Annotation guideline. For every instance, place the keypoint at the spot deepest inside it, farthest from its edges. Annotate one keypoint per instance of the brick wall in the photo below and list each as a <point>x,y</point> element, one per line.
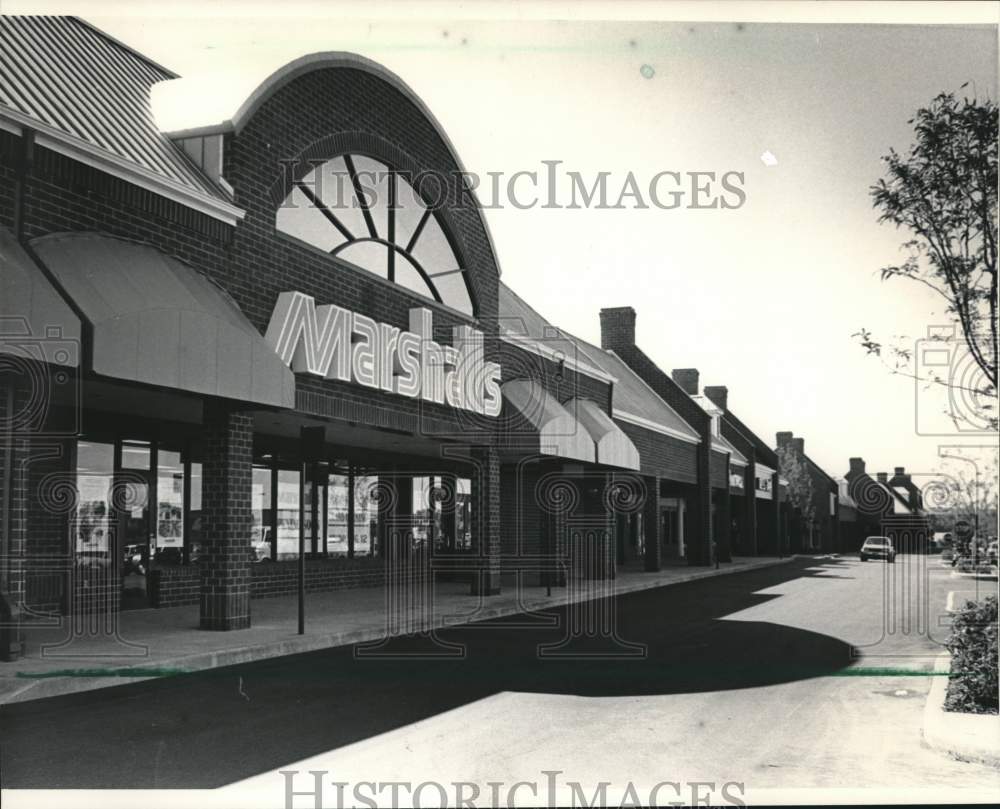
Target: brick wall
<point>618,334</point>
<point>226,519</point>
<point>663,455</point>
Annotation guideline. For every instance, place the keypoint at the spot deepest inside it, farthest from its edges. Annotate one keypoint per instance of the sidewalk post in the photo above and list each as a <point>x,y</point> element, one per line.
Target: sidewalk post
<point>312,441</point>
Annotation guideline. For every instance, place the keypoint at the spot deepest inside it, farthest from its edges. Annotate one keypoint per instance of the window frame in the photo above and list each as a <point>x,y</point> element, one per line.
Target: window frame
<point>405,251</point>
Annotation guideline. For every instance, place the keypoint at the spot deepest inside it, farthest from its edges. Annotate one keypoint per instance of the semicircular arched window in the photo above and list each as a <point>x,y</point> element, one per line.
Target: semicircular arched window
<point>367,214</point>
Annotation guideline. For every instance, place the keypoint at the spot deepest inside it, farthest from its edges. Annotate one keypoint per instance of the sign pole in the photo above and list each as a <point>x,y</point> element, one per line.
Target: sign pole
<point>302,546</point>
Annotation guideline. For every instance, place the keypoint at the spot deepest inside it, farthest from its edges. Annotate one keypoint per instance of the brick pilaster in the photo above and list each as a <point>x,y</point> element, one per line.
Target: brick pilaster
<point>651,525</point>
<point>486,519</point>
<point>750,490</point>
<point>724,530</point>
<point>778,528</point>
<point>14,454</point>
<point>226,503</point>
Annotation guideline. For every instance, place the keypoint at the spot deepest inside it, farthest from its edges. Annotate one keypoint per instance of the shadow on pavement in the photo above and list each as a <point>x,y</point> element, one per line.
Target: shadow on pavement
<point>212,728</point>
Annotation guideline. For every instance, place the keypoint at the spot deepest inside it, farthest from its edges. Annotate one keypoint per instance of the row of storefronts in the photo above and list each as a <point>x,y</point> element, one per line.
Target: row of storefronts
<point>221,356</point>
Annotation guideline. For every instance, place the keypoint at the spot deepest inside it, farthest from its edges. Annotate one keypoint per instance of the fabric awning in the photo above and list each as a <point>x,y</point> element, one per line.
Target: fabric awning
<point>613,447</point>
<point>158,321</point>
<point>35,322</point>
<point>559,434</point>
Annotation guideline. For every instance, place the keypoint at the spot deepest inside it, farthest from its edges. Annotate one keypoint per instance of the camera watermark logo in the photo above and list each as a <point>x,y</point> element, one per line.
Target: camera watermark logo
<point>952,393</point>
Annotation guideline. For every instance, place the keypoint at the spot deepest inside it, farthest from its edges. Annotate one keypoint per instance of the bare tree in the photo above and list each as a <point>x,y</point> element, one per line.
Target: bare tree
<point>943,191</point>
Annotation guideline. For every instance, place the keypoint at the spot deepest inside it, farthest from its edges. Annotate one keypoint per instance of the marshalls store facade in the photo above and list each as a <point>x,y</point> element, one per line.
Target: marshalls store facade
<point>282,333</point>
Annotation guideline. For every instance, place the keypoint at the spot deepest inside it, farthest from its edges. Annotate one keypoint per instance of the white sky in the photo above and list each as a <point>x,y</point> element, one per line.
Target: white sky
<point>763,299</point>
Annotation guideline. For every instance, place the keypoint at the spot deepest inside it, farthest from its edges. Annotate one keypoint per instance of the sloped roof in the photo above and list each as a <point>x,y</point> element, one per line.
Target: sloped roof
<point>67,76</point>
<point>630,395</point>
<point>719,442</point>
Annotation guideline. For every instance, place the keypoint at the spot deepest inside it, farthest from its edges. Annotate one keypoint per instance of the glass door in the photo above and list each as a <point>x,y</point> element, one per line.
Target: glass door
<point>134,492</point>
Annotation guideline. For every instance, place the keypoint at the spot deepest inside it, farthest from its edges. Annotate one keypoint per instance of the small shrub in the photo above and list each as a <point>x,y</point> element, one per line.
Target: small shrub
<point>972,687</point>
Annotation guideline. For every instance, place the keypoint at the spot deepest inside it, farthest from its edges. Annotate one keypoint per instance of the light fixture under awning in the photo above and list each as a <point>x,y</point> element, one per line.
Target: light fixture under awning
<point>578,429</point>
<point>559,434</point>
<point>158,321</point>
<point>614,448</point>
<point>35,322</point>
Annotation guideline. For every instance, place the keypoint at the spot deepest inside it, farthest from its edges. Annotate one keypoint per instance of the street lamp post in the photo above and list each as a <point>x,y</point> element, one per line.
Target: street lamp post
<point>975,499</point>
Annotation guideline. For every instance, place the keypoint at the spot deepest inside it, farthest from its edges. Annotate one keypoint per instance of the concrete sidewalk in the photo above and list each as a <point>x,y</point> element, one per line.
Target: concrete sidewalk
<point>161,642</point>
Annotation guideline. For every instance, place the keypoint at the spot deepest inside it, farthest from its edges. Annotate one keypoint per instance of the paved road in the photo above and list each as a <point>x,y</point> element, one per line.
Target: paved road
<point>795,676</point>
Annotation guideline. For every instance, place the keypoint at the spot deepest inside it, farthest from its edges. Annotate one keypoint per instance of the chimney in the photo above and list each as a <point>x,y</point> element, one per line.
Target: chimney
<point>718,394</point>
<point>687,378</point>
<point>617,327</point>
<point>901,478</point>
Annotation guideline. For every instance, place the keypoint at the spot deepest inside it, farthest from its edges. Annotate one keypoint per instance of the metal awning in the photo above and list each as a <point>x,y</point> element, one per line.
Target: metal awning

Action item >> Among the lines of the data above, count those holding "metal" and state only the number.

Expected answer >> 2